=== Text extract ===
_ _ _

Near Term Catalysts for Oroco

by | Jun 26, 2019 | General | 0 comments

This article was written by thereader on Stockhouse.

Oroco’s share price performance – it’s been one of the best performing juniors on the TSX-V over the past 24 months – has been driven by the an emerging understanding of the asset – a Tier One copper deposit – an awakening of the fundamentals of the copper market – a wave of demand and a vastly diminished pipeline of future projects, and, of course, the Oroco’s success in cleaning up legal title.

I think Oroco’s share price will continue its torrid pace of appreciation, aided by predictable events generated by the company, and forces from outside driving markets.

On the predictable side, I think there’ll be a sp jump when title to the concessions is registered to Xochipala Gold, and again when Oroco exercises its option to acquire Altamura Copper. The legal battle is won, the defendants ground to dust, and registration is just a matter of a bureaucratic process with the Public Bureau of Mines, but its completion will represent a manifestation and conclusion of the recent legal victories, and will no doubt comfort some investors.

The execution of the Altamura option will do the same.

The next predictable events that will drive the sp are exploration and confirmation/definition of the resource. Past exploration left a clearly marked path to follow. Confirm those figures, expand in any of the several directions the deposit is open, and start to tick a well-defined group of boxes; compliant resource estimate, confirm historical metallurgy results, engineering, permitting progress, etc., and the value will increase.

_ _ _

=== Work to complete ===
Transcribe verbatim the stretch of the Oroco article above from "The execution of" through "value will increase.".

=== Raw records ===
_ _ _

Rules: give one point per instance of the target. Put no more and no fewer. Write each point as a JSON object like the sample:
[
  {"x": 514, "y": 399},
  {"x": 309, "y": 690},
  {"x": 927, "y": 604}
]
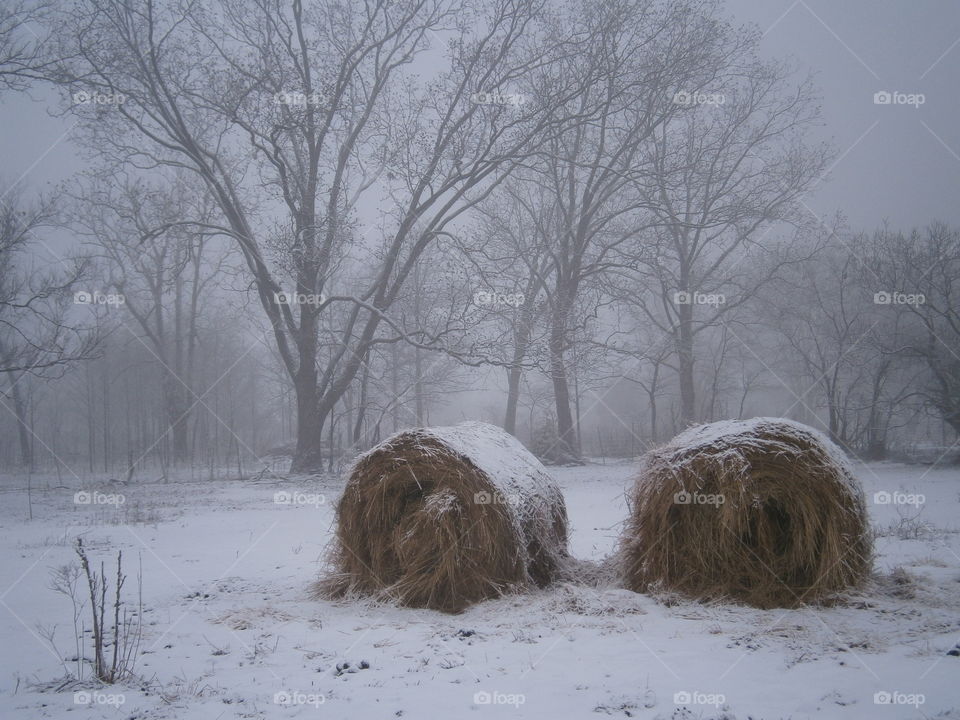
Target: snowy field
[{"x": 230, "y": 633}]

_ _ _

=== Task answer ===
The execution of the Altamura option will do the same.

The next predictable events that will drive the sp are exploration and confirmation/definition of the resource. Past exploration left a clearly marked path to follow. Confirm those figures, expand in any of the several directions the deposit is open, and start to tick a well-defined group of boxes; compliant resource estimate, confirm historical metallurgy results, engineering, permitting progress, etc., and the value will increase.